— Begin Data for this exercise —
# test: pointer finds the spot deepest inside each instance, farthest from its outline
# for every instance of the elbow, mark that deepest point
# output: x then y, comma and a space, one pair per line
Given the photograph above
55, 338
— End Data for this exercise —
*Goal of the exercise*.
Convert the entries into a two-column CSV with the headers entry_text and answer, one row per entry. Put each value in a single quoted field and replace any line breaks with spaces.

*The solution*.
entry_text,answer
"# test: pointer finds the spot deepest inside each instance, farthest from its outline # for every instance of the elbow, mark that deepest point # output: x then y, comma and a space, one pair per line Given the photograph above","55, 338"